§ **Direction**: Rewrite the lines below from the line containing "it for forested" through the line containing "[358,435,527,578]", inclusive, substituting "thick woodland" for "dense forest" and leaving everything else unchanged.

* Start Entries provided *

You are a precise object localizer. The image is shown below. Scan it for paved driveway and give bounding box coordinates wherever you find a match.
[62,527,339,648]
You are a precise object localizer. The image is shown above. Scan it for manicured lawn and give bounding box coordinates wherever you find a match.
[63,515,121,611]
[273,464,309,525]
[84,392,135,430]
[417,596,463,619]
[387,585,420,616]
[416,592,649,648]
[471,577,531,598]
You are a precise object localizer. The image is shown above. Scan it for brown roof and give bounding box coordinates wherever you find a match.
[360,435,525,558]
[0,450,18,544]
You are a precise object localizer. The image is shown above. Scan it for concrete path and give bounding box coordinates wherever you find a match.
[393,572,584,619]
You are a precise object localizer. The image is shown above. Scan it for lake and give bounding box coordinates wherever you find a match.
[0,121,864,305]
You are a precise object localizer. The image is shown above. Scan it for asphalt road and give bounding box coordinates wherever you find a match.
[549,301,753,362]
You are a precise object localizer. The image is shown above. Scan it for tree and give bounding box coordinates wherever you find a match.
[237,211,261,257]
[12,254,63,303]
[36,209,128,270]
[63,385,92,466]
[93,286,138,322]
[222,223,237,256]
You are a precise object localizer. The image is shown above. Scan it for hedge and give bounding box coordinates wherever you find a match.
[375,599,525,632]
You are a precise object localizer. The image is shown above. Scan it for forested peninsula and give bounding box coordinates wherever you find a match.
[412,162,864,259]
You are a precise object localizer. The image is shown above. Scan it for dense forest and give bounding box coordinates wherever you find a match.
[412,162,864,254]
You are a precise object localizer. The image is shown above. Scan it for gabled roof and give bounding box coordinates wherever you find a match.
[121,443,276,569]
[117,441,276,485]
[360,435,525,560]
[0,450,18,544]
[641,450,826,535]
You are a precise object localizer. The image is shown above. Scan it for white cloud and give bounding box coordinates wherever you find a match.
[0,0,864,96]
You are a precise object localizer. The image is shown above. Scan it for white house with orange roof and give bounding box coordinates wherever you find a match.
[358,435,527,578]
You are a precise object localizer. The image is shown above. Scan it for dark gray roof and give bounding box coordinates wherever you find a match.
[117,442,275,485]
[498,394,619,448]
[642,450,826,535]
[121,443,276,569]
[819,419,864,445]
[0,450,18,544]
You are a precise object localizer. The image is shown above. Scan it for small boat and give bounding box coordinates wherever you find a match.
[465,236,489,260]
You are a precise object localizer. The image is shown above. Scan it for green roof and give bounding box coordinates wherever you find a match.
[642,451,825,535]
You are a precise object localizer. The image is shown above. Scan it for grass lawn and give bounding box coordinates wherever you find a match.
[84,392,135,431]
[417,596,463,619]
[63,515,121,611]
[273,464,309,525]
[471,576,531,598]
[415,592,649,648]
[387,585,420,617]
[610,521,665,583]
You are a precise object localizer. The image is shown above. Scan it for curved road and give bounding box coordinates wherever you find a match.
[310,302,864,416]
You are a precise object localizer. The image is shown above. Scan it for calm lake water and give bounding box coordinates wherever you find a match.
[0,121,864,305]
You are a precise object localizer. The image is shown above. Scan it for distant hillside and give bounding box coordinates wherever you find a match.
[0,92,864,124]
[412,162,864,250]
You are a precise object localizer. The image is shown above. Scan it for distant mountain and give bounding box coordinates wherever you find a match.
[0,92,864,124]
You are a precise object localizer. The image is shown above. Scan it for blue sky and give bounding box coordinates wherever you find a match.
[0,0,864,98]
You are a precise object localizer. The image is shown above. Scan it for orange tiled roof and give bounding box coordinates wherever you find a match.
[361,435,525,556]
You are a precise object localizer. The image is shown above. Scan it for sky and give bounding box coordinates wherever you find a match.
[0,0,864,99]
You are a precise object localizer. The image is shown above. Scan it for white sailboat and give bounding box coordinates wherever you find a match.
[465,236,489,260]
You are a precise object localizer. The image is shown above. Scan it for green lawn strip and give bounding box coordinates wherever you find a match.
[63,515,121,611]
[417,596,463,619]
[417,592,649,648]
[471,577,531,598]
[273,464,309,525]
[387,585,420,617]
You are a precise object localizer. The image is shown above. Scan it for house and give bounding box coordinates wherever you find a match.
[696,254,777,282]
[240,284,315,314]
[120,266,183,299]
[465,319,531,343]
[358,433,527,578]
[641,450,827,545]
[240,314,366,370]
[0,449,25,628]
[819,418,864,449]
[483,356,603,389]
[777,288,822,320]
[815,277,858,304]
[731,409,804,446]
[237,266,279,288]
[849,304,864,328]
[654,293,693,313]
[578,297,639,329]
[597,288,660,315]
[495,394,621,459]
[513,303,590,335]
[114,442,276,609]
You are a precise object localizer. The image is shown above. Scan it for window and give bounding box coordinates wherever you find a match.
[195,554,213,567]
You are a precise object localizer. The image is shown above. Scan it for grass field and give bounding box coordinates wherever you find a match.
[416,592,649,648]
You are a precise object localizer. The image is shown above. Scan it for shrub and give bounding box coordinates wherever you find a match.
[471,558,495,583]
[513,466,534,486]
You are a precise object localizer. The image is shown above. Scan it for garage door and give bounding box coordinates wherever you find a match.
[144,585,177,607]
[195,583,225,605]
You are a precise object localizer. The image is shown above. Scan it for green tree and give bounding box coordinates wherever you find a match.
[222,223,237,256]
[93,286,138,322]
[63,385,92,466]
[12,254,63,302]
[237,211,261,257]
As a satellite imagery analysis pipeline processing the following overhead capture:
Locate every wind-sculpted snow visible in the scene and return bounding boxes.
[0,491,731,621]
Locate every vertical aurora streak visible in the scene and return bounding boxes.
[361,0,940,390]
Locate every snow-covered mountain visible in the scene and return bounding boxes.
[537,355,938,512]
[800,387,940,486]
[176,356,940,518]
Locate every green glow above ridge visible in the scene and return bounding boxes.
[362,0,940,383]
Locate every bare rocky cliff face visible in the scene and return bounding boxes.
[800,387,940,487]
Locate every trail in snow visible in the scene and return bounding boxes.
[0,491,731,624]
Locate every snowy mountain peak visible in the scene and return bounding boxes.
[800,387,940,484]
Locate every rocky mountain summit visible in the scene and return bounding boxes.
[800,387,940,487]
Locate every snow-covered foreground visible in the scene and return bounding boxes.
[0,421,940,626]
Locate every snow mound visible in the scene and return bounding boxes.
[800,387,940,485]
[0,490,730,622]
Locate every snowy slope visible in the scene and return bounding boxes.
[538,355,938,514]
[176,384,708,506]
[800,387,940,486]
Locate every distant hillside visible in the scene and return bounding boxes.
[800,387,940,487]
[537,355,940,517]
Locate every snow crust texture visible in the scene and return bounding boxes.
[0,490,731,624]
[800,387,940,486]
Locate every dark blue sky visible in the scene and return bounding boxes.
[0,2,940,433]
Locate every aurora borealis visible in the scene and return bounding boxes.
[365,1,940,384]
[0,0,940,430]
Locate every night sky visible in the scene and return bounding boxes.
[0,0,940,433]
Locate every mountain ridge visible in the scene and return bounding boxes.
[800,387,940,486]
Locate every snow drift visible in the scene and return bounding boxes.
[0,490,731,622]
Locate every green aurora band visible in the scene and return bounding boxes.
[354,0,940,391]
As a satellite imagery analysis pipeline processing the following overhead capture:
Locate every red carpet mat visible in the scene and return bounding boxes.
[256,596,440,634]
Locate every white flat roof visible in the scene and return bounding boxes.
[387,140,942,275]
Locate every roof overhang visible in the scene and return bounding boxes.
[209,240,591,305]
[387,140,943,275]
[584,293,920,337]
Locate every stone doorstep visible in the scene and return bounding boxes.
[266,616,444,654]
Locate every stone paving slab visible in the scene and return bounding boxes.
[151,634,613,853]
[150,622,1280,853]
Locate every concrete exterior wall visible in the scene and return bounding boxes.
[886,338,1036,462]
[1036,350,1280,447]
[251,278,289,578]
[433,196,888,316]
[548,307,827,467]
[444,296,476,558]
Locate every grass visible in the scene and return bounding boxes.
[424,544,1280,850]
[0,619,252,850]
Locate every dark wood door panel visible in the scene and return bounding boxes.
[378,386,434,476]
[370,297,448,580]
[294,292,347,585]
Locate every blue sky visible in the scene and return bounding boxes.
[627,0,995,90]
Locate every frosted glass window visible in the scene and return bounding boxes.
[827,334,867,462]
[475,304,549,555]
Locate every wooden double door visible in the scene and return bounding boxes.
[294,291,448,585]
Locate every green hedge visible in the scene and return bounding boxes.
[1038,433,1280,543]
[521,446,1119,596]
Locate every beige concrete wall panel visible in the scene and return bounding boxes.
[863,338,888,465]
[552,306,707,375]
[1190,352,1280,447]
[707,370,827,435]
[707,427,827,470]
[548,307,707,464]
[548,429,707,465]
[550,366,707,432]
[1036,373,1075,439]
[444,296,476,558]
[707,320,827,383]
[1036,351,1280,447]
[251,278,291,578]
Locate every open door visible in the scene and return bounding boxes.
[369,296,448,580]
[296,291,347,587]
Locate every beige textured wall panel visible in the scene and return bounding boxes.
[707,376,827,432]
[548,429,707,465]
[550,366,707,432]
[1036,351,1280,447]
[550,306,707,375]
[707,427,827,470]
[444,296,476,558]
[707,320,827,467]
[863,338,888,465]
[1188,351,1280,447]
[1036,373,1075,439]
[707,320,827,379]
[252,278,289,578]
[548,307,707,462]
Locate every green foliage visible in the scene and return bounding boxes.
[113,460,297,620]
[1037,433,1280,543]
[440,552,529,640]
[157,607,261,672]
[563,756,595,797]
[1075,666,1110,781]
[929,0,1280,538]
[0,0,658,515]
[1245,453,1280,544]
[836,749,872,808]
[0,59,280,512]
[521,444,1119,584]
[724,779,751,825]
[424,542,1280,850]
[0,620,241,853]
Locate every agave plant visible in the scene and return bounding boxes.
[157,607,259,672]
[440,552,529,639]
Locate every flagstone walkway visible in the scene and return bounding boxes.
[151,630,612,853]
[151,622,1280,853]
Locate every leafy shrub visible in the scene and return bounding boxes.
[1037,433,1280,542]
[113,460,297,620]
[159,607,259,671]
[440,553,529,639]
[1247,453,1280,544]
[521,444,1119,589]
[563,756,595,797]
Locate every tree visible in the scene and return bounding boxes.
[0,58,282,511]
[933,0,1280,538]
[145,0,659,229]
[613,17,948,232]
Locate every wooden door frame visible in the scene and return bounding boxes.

* End Entries provided *

§ **The result**:
You are a precise object localizer. The image is shown above. Scan it for forested peninsula and give bounding box coordinates wherever you find a match.
[412,162,864,259]
You are a precise object localizer. The image is shown above. Scan it for thick woodland and give bounding box coordinates wherever you find a match.
[412,162,864,254]
You are a precise object localizer. The image is shown above. Scan it for gabled roof and give bounding box coordinates wherever you find a match.
[121,443,276,569]
[117,441,276,485]
[360,435,525,560]
[0,450,18,544]
[641,450,826,535]
You are a precise object localizer. The image is shown above. Scan it for white cloud and give bounding box coordinates wherever you find a match.
[0,0,864,96]
You are a precise object localizer. The image is shown above. Scan it for white house with orange roof and give bounding box coordinates wherever you find a match.
[358,435,527,578]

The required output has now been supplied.